--- begin INPUT FOR THIS TASK ---

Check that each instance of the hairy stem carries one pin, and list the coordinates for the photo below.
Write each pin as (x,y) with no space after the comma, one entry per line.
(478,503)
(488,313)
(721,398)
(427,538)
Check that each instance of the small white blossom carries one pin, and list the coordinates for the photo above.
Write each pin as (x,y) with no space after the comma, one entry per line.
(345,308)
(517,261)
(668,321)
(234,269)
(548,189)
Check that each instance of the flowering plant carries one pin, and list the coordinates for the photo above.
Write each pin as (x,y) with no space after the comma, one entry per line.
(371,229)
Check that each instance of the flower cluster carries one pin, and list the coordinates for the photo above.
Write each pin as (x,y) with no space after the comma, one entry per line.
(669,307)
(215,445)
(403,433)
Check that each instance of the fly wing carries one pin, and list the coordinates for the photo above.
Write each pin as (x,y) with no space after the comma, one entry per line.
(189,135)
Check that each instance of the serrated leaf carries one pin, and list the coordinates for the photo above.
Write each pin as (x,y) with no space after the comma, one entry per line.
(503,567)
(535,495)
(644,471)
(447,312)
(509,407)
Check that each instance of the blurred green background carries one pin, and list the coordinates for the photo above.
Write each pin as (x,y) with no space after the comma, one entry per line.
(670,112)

--- end INPUT FOR THIS TASK ---
--- begin INPUT FOR THIS TASK ---

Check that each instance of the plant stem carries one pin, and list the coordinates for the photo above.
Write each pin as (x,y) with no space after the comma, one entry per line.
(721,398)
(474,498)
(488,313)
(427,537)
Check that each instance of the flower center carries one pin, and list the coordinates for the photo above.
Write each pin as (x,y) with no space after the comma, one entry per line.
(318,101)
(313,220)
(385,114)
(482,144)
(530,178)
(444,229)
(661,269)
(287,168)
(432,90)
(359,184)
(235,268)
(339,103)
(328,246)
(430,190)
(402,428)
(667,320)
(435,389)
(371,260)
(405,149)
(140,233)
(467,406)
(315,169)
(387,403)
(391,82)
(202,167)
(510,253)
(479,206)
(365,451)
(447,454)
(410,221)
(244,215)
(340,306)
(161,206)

--- end INPUT FOR THIS TASK ---

### WORK TO DO
Pick out each line in the rows above that contains the string "stem", and copy those lines in full.

### SOLUTION TO THIS TASK
Check that each instance of the hairy stem carries one pin, and list the coordinates for the photo below.
Check that each instance of the plant stem carries one pin, and list the coordinates for the photo above.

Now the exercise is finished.